Do this
Reproduce every line from the start of the items through the line containing "[[[701,74],[691,77],[683,96],[691,126],[694,128],[701,126]]]", including that line and keeping the requests unchanged. Shift each coordinate value in the answers by adding 115.

(Rows from a segmentation dataset)
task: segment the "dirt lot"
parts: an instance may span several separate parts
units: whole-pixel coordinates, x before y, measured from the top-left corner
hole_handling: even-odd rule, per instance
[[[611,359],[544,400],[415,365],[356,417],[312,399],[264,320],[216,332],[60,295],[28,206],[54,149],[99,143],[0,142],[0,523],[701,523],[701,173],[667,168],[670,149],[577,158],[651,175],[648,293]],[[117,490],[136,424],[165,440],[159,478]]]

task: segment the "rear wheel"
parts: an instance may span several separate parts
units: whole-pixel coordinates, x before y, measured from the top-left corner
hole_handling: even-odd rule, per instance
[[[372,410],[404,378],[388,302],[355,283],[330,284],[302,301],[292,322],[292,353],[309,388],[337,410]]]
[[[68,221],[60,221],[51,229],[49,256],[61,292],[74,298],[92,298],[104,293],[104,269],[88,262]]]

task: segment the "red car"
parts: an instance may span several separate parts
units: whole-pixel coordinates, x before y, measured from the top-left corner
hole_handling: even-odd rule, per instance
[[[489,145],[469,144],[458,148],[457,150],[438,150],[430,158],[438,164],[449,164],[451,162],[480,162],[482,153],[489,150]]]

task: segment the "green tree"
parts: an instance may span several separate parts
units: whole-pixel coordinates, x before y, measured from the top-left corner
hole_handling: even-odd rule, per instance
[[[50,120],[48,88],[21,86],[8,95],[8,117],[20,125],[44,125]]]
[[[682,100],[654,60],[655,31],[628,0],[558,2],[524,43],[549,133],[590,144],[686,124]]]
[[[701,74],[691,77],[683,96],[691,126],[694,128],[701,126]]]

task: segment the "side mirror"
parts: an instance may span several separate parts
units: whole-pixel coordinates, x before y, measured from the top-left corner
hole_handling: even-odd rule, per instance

Right answer
task: segment the "dirt lot"
parts: an instance may span several separate parts
units: whole-pixel coordinates, x before y, measured from the top-left corner
hole_handling: even-odd rule, per instance
[[[726,474],[659,515],[530,480],[471,532],[427,514],[379,435],[331,447],[175,410],[143,321],[169,264],[214,258],[115,257],[115,638],[816,638],[816,288],[782,283],[785,264],[692,273],[766,290],[763,408]],[[232,605],[251,539],[280,555],[274,593]]]

task: segment the "rear wheel"
parts: an instance may span several separate parts
units: whole-pixel coordinates, x before y, measured from the top-left corner
hole_handling: even-odd rule, per instance
[[[487,525],[519,493],[503,417],[470,398],[445,399],[417,416],[407,437],[407,468],[424,503],[452,525]]]
[[[183,336],[175,336],[166,344],[164,371],[176,407],[189,413],[207,413],[219,408],[219,384],[203,377]]]

task: segment the "red car"
parts: an instance may span several separate parts
units: whole-pixel coordinates, x before y, measured from the top-left corner
hole_handling: even-odd rule, per instance
[[[604,260],[584,259],[573,263],[572,265],[553,265],[545,273],[553,279],[564,279],[566,277],[595,277],[597,268],[604,265]]]

task: segment the "green tree"
parts: an instance may span several separate parts
units: whole-pixel coordinates, x before y, measured from the top-left corner
hole_handling: even-odd rule, per instance
[[[165,235],[163,203],[136,201],[123,210],[123,232],[135,240],[159,240]]]
[[[797,215],[769,175],[770,146],[743,115],[673,117],[639,158],[664,248],[705,259],[801,239]]]
[[[816,189],[806,192],[798,211],[806,241],[809,243],[816,241]]]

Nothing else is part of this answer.